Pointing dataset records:
# # # #

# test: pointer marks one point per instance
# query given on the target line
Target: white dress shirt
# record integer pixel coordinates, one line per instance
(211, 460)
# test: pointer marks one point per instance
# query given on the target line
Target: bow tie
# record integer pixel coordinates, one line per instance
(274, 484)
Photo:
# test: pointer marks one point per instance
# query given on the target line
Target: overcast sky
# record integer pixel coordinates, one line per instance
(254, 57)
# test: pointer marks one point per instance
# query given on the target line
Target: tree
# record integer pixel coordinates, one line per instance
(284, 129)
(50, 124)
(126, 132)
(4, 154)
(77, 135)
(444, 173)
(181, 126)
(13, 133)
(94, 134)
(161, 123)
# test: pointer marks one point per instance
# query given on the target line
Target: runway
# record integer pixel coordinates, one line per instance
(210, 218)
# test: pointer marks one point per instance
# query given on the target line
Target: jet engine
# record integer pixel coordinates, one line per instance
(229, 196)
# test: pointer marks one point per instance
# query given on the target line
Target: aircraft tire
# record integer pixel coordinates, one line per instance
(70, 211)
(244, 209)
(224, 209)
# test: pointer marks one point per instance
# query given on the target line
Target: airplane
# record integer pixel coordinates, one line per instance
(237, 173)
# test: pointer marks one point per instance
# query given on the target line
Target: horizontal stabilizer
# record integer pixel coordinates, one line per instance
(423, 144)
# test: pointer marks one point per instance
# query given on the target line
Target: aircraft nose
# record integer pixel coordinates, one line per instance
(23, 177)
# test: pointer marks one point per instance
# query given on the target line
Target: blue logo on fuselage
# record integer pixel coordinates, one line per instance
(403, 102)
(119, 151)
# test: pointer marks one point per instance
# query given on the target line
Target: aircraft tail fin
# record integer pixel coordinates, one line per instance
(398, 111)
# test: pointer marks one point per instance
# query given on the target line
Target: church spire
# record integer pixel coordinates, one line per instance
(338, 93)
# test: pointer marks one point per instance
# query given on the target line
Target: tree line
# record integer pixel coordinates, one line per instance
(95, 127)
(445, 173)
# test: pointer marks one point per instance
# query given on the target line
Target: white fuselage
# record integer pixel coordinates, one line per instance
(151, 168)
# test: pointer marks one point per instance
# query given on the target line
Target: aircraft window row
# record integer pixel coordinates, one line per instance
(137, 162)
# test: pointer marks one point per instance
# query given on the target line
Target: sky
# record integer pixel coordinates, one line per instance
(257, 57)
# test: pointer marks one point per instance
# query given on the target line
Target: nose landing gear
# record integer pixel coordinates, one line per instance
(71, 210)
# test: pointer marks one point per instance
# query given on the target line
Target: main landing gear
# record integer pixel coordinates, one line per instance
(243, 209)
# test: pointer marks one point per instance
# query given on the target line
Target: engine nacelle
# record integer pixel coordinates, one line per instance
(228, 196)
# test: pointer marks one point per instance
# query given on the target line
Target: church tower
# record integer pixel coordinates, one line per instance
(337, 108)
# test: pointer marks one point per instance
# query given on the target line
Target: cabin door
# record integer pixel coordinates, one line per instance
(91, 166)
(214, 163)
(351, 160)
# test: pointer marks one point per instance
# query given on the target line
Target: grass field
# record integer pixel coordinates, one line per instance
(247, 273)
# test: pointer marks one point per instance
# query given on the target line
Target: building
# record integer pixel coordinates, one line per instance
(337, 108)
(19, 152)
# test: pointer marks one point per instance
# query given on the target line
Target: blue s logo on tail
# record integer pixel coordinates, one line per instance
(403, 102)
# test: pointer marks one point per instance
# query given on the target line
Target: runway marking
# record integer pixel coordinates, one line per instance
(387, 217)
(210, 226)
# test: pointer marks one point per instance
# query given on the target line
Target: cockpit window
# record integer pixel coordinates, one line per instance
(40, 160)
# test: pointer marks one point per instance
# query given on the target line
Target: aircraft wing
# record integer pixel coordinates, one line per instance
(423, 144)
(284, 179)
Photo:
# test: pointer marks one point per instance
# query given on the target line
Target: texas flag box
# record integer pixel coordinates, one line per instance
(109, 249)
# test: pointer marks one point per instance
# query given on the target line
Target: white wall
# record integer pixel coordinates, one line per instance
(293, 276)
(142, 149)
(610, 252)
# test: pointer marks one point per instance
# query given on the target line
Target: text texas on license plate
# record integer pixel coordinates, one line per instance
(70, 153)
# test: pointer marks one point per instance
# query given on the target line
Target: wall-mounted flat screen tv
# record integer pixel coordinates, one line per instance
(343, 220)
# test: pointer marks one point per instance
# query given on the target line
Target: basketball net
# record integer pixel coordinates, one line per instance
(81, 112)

# # # #

Directions: Retype the listing above in full, with no alterations.

Solution for this problem:
# test: pointer marks one point per instance
# query given on the target line
Target: white dress shirt
# record integer pixel coordinates, one line per instance
(211, 460)
# test: pointer marks one point per instance
# query given on the target line
Target: bow tie
# record integer pixel coordinates, one line per instance
(274, 484)
Photo:
# test: pointer marks one point per instance
# query given on the target line
Target: overcast sky
# record integer pixel coordinates, one line per instance
(254, 57)
# test: pointer marks one point per instance
# query given on the target line
Target: tree
# record integer pixel coordinates, one line per instance
(284, 129)
(50, 124)
(126, 132)
(4, 154)
(77, 135)
(444, 173)
(181, 126)
(13, 133)
(94, 134)
(161, 123)
# test: pointer marks one point per instance
# query given on the target line
Target: runway
# record integer pixel coordinates, one line per instance
(210, 218)
# test: pointer marks one point per instance
# query given on the target line
Target: jet engine
# record integer pixel coordinates, one line per instance
(229, 196)
# test: pointer marks one point per instance
# query given on the target line
Target: aircraft tire
# record integer pixel coordinates, one line per instance
(70, 211)
(244, 209)
(224, 209)
# test: pointer marks one point per instance
# query given on the target line
Target: airplane
# record integer pixel coordinates, one line per instance
(237, 173)
# test: pointer marks one point per instance
# query given on the target line
Target: horizontal stabilizer
# record integer pixel coordinates, one line per instance
(423, 144)
# test: pointer marks one point per instance
# query given on the target line
Target: aircraft nose
# record integer pixel coordinates, one line per instance
(23, 177)
# test: pointer marks one point per instance
# query given on the target line
Target: blue logo on fuselage
# record integer pixel coordinates, one line per instance
(403, 102)
(119, 151)
# test: pointer marks one point per instance
# query given on the target line
Target: aircraft tail fin
# record integer pixel coordinates, one line per instance
(398, 111)
# test: pointer marks one point per instance
# query given on the target line
Target: church spire
# record integer pixel coordinates, one line per instance
(338, 93)
# test: pointer marks one point per instance
# query given on the target line
Target: tree line
# record integer pixel coordinates, one line per instance
(95, 127)
(445, 173)
# test: pointer marks one point per instance
# query given on the target line
Target: white fuselage
# record integer pixel coordinates, one line per instance
(151, 168)
# test: pointer marks one point per instance
# query given on the target line
Target: aircraft window row
# record integer pixel coordinates, one line per instance
(137, 162)
# test: pointer marks one point per instance
# query given on the target line
Target: sky
# record integer pixel coordinates, one line per instance
(257, 57)
# test: pointer marks one point per instance
# query given on the target line
Target: nose landing gear
# record integer pixel coordinates, one line per instance
(71, 210)
# test: pointer marks one point per instance
# query given on the target line
Target: main landing gear
# record integer pixel coordinates, one line per instance
(243, 209)
# test: pointer marks one point per instance
# query given on the target line
Target: engine nacelle
# record integer pixel coordinates, one line per instance
(228, 196)
# test: pointer marks one point per instance
# query given on the target line
Target: church tower
# record integer pixel coordinates, one line per instance
(337, 108)
# test: pointer marks one point per instance
# query given on the target line
Target: cabin door
# record integer pixel coordinates, one line per instance
(91, 166)
(214, 163)
(351, 160)
# test: pointer marks one point per instance
# query given on the target line
Target: grass field
# record integer pixel coordinates, one line per instance
(247, 273)
# test: pointer marks one point per instance
# query given on the target line
Target: building
# record integer pixel coordinates, one line per instance
(337, 108)
(19, 152)
# test: pointer marks one point per instance
# query given on the target line
Target: blue s logo on tail
# record integer pixel coordinates, one line per instance
(403, 102)
# test: pointer marks one point per instance
# query given on the target line
Target: runway marking
# record integer pixel coordinates, one line per instance
(387, 217)
(210, 226)
# test: pointer marks one point per instance
# query given on the target line
Target: cockpit window
# record integer pixel coordinates, one line per instance
(40, 160)
# test: pointer marks one point per instance
# query given on the target line
Target: aircraft wing
# record integer pixel coordinates, one line per instance
(423, 144)
(284, 179)
Photo:
# test: pointer marks one point per instance
# query given on the target line
Target: texas flag box
# record integer pixel coordinates, one line per instance
(109, 249)
# test: pointer marks one point per instance
# query given on the target line
Target: white wall
# record integer pixel coordinates, one line per instance
(293, 276)
(142, 149)
(610, 252)
# test: pointer marks one point per instance
# query given on the target line
Target: text texas on license plate
# record integer pixel coordinates, one line per instance
(70, 153)
# test: pointer marks one point per instance
# query given on the target line
Target: wall-mounted flat screen tv
# record integer pixel coordinates, one line per instance
(343, 220)
# test: pointer marks one point per instance
# query given on the target line
Target: basketball net
# record integer pixel coordinates, one line per instance
(81, 112)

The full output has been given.